-- THE EXERCISE --
Report each line of the listing below that contains the word "white", copying those lines in full. Case counts.

-- EXERCISE MATERIALS --
▬▬▬▬▬▬▬▬▬▬
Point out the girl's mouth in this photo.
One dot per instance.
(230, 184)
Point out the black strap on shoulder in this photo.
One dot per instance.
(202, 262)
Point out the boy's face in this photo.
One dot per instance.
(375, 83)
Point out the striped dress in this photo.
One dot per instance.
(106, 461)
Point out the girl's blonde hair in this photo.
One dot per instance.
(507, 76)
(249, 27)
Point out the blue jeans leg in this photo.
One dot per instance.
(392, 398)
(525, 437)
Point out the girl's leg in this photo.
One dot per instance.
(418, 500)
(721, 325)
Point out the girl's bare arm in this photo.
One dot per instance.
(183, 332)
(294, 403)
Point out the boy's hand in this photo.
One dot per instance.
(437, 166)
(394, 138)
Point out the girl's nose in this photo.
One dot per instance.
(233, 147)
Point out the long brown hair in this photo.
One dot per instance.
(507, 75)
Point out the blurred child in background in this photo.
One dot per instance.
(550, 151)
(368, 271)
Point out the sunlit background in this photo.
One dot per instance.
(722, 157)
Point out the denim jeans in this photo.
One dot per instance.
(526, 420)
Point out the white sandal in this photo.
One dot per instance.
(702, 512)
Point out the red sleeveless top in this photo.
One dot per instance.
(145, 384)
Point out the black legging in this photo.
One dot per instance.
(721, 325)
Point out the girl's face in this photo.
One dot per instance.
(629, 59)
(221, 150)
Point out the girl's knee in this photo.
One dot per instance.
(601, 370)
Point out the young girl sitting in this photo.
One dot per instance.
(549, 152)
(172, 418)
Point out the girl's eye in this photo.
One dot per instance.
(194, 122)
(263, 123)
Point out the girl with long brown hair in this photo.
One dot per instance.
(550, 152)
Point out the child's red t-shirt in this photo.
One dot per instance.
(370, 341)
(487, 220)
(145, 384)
▬▬▬▬▬▬▬▬▬▬
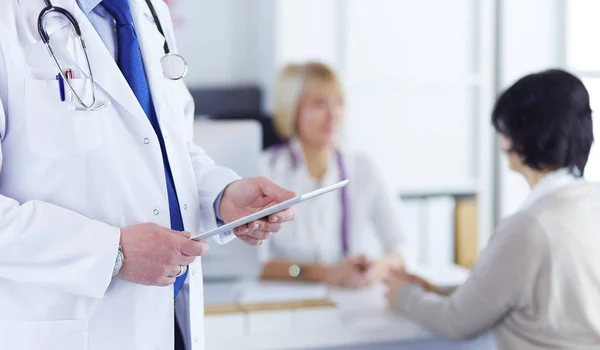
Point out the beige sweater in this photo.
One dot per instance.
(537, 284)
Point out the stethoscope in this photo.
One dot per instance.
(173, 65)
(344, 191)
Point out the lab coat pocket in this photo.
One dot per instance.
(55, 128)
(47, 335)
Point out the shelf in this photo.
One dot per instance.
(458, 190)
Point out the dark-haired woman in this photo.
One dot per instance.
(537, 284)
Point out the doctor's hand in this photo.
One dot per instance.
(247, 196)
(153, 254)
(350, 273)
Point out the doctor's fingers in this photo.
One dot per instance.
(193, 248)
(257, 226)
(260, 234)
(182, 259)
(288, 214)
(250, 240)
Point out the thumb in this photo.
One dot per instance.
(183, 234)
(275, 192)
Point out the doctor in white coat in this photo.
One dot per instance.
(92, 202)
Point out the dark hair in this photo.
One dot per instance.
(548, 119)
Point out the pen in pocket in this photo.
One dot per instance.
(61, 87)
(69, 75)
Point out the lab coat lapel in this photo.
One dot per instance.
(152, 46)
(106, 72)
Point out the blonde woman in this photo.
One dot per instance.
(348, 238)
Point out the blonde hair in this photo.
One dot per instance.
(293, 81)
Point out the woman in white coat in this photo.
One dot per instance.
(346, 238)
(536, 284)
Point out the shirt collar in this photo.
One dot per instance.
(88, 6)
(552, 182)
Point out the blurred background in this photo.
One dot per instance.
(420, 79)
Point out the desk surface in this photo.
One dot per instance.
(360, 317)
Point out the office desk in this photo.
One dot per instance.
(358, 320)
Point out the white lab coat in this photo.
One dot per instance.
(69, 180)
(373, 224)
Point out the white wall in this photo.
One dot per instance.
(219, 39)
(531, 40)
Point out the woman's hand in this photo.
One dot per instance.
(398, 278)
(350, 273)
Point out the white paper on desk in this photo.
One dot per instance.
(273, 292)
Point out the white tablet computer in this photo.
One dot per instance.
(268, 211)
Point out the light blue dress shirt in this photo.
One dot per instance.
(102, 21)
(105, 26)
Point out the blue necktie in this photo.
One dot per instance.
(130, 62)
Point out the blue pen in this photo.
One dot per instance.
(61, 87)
▬▬▬▬▬▬▬▬▬▬
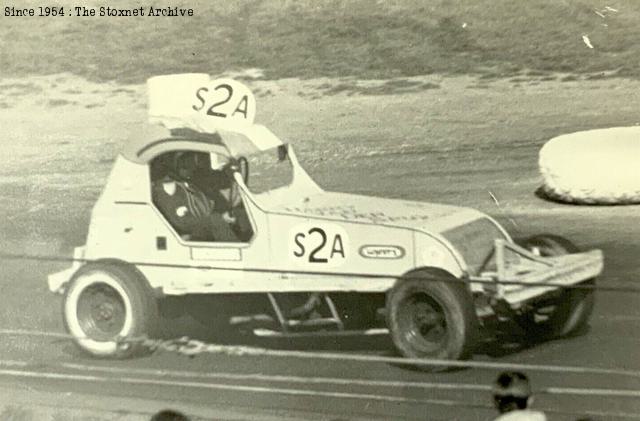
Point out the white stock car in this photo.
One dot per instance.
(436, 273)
▬▬▬▬▬▬▬▬▬▬
-- RESPONSE --
Point out the white sandal in this photo.
Point out the doctor in white coat in this photo.
Point out the woman in white coat in this photo.
Point out the white lab coat in this photo.
Point out the white wall in this photo.
Point out the white paper on desk in this photo.
Point out the white tablet computer in this photo.
Point out the white stock car in this photo.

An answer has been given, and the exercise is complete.